## Begin Given passage

AWS Lambda is a serverless compute service that allows you to run code in response to events without provisioning or managing servers.

It’s designed to execute small, individual functions based on triggers, scaling automatically and billing only for the compute time used.

Why Lambda?

AWS Lambda is a compute service that runs your code in response to events and automatically manages the compute resources, making it the fastest way to turn an idea into a modern, production, serverless applications.

Benefits of Lambda:

No need for managing servers: Run code without provisioning or managing infrastructure. Simply write and upload code as a .zip file or container image.
Automatic Scaling: Automatically respond to code execution requests at any scale, from a dozen events per day to hundreds of thousands per second.
Pay-as-you-go pricing: Save costs by paying only for the compute time you use — by the millisecond — instead of provisioning infrastructure upfront for peak capacity.
Performance optimization: Optimize code execution time and performance with the right function memory size.

What AWS Lambda Actually Is

Lambda is essentially a function-as-a-service (FaaS) platform where developers deploy “functions” (small units of code) that run in response to events. These events can be HTTP requests, file uploads, database updates, scheduled tasks, and more.

Here’s the basic flow of a Lambda function from beginning to end:


1. Event Trigger
   |
   V
2. Lambda Function Invoked
   |
   V
3. Initialize Execution Environment
   |    - AWS sets up a runtime environment if it's a cold start
   |    - Loads dependencies and code if not already initialized
   |
   V
4. Lambda Code Execution Begins
   |    - AWS passes the Event Object and Context Object to the handler
   |
   V
5. Handler Processes the Event
   |    - Executes the main logic of the function
   |    - Interacts with other AWS services (e.g., S3, DynamoDB, SNS) if needed
   |    - Uses environment variables and other resources
   |
   V
6. Return Response
   |    - Lambda function returns a response to the caller or trigger service
   |    - If it’s an asynchronous invocation, the response is not directly returned
   |
   V
7. Log Output to CloudWatch
   |    - Logs generated during execution are sent to CloudWatch Logs
   |
   V
8. Execution Environment Frozen
   |    - AWS freezes the environment to reuse it for subsequent invocations (warm start)

## End Given passage
## Begin Provided data

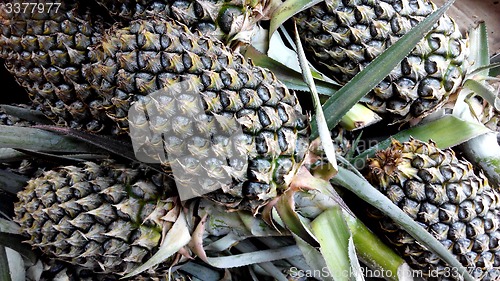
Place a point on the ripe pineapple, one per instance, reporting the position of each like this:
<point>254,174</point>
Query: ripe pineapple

## End Provided data

Brief -
Repeat everything from "Why Lambda?" down to "for peak capacity." in the AWS Lambda overview above, word for word.

Written answer -
Why Lambda?

AWS Lambda is a compute service that runs your code in response to events and automatically manages the compute resources, making it the fastest way to turn an idea into a modern, production, serverless applications.

Benefits of Lambda:

No need for managing servers: Run code without provisioning or managing infrastructure. Simply write and upload code as a .zip file or container image.
Automatic Scaling: Automatically respond to code execution requests at any scale, from a dozen events per day to hundreds of thousands per second.
Pay-as-you-go pricing: Save costs by paying only for the compute time you use — by the millisecond — instead of provisioning infrastructure upfront for peak capacity.